### Assignment
Everything in the data below is left aside except the lines from the one containing "column 711, row 749" through the one containing "column 219, row 485"; repeat those exactly.

### The data

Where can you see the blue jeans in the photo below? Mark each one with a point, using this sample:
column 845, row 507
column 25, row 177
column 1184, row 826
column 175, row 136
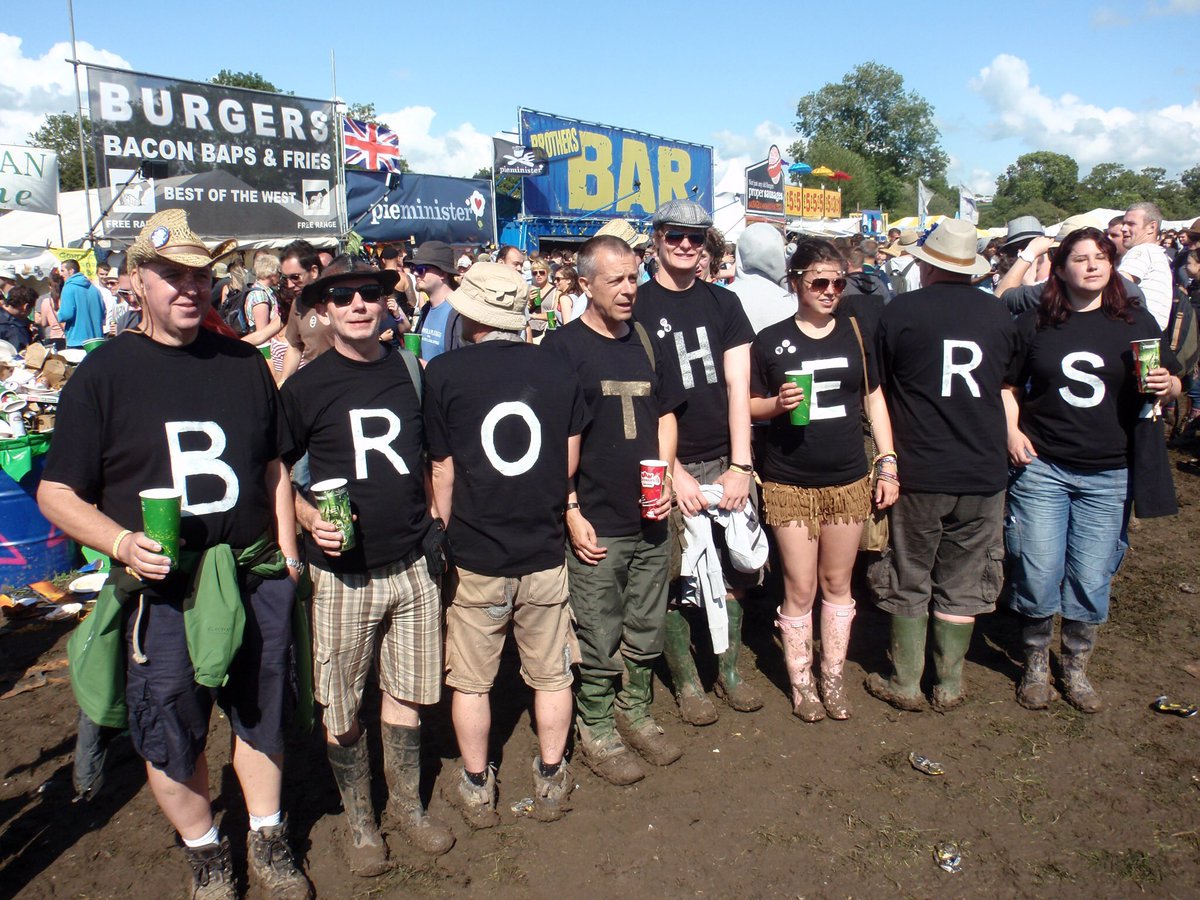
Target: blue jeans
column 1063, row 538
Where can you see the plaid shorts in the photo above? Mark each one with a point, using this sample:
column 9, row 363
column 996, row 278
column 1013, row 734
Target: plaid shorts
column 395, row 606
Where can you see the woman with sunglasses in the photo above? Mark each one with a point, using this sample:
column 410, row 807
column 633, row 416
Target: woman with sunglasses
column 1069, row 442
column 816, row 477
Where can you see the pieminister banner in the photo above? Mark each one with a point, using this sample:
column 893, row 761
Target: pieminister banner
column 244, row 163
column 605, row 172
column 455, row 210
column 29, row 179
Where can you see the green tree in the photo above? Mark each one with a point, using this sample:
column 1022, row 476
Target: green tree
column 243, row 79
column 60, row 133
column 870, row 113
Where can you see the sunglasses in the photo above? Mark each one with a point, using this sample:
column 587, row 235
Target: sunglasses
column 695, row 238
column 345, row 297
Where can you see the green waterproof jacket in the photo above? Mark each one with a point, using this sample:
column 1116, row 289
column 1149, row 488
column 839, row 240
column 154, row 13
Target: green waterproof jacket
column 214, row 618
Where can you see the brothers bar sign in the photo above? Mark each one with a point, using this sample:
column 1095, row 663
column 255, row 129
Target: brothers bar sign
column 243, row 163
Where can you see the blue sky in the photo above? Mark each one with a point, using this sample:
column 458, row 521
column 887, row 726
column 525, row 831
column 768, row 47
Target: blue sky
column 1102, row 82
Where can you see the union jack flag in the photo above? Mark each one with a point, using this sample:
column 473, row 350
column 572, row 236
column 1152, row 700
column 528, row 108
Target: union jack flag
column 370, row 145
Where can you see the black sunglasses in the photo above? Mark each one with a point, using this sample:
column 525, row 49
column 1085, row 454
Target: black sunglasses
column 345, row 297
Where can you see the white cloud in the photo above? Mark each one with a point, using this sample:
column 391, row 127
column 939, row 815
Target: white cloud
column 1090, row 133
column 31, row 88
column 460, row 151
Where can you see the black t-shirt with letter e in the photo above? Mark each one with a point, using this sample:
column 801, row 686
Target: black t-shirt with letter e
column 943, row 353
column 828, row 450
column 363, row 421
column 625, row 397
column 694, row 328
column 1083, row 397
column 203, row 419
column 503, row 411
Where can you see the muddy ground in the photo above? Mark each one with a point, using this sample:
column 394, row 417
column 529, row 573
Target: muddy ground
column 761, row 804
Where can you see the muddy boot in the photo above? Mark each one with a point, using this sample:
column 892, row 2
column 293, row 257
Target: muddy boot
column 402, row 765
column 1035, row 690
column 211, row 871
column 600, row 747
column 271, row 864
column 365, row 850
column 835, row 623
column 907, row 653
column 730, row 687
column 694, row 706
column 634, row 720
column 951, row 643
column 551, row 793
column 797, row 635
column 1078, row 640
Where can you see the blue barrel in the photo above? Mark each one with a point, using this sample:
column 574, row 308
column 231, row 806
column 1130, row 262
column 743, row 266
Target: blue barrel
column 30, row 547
--
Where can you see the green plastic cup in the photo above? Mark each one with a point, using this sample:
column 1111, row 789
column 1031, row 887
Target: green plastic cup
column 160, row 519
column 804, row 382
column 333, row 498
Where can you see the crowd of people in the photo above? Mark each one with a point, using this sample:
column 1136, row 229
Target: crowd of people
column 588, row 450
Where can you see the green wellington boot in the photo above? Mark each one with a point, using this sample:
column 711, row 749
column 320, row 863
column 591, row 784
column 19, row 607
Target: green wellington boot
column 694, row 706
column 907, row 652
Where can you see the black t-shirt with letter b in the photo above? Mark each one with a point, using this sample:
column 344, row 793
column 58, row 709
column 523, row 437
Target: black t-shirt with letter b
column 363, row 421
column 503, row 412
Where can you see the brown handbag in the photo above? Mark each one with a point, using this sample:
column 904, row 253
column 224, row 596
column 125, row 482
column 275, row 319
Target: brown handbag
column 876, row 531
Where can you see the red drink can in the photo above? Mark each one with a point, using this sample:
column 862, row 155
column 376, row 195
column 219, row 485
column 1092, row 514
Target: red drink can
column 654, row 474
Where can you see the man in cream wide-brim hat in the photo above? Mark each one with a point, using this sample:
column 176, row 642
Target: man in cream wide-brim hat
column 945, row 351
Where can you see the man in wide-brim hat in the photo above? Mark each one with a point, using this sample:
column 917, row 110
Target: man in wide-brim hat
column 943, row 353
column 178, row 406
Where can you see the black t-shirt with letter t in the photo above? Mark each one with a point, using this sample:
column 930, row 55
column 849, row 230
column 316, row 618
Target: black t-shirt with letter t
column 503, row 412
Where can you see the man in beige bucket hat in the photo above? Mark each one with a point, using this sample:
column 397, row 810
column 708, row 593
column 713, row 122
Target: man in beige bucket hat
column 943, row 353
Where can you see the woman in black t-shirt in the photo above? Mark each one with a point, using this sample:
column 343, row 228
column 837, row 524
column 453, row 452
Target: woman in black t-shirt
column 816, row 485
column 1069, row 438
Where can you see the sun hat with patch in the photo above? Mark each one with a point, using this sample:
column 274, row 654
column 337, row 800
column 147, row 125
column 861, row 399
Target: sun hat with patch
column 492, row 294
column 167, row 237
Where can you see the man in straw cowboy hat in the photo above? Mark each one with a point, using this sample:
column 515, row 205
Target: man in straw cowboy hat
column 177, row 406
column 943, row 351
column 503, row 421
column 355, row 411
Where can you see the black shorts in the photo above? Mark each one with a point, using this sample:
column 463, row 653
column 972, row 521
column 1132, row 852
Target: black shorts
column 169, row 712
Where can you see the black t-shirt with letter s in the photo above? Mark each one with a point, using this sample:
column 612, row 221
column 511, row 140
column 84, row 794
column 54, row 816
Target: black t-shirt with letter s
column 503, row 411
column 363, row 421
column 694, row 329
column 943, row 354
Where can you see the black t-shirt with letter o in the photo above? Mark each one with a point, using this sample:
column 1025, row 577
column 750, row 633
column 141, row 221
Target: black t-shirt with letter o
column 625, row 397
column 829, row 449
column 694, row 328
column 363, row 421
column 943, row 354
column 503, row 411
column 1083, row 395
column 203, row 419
---
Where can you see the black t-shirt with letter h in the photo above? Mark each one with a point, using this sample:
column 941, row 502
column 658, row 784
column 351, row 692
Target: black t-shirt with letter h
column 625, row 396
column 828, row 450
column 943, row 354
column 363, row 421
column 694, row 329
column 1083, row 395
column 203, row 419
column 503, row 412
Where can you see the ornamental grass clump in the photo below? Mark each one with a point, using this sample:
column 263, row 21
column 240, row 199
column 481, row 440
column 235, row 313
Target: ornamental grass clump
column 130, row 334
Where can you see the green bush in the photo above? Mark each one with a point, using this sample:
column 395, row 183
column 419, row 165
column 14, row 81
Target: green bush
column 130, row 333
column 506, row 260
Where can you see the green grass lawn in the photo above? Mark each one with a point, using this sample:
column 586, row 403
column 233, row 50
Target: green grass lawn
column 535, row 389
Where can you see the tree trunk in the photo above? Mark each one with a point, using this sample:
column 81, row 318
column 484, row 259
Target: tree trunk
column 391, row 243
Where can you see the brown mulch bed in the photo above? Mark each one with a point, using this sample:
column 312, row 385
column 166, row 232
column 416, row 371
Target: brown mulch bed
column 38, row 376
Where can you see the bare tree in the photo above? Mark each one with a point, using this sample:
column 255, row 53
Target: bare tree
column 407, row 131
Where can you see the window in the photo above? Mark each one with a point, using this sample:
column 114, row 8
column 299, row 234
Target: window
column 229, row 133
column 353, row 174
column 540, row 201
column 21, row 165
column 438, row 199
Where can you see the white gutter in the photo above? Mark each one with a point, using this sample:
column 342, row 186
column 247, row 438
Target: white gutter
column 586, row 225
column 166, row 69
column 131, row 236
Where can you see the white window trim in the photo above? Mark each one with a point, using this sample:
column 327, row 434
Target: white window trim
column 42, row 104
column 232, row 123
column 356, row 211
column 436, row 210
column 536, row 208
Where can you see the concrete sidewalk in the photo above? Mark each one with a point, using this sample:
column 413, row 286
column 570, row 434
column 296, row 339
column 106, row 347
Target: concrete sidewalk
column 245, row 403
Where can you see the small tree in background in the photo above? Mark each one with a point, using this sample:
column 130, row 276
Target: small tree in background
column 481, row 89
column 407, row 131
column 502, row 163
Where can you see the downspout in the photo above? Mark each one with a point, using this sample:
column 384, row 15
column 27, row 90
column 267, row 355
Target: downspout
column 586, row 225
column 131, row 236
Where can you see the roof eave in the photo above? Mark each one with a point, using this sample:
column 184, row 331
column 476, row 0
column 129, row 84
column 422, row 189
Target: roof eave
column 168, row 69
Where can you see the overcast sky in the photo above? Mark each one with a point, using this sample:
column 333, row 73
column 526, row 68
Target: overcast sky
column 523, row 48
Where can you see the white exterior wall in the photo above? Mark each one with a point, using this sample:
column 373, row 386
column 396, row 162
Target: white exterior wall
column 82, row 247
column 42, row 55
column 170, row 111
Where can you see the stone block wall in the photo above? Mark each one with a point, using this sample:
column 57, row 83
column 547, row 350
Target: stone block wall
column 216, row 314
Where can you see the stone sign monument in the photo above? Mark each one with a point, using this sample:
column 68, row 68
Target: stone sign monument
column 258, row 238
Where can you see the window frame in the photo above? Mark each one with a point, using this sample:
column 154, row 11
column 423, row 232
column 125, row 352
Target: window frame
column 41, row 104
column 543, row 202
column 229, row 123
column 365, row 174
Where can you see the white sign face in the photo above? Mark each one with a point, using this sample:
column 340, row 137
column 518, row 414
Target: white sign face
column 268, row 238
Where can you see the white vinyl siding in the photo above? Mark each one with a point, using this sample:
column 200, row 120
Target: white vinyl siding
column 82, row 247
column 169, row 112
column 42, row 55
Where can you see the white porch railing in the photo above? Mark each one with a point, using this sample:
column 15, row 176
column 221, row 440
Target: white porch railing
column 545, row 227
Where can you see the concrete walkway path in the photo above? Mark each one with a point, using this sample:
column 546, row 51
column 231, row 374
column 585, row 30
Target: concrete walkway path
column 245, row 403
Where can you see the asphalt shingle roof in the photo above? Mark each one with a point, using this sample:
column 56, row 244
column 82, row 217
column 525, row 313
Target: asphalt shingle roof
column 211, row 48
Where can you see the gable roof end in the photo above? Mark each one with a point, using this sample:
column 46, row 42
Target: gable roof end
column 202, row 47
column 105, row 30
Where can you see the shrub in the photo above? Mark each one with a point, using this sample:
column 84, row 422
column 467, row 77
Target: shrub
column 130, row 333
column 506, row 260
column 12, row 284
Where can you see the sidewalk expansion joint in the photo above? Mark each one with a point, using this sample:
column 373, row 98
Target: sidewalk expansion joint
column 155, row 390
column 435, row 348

### Response for this exercise
column 711, row 749
column 320, row 863
column 591, row 784
column 19, row 607
Target: green wellington boot
column 694, row 706
column 907, row 652
Where can you see the black t-shirt with letter b in the photo above? Mark each one with a point, using this sample:
column 344, row 793
column 58, row 709
column 523, row 437
Target: black t-shirt with letter b
column 363, row 421
column 503, row 412
Where can you see the brown handbag in the photo above? Mark each one with a point, using this sample:
column 904, row 253
column 224, row 596
column 125, row 482
column 275, row 319
Target: brown handbag
column 876, row 531
Where can you see the red drink can in the photo above? Mark each one with a point, using this sample:
column 862, row 155
column 376, row 195
column 219, row 485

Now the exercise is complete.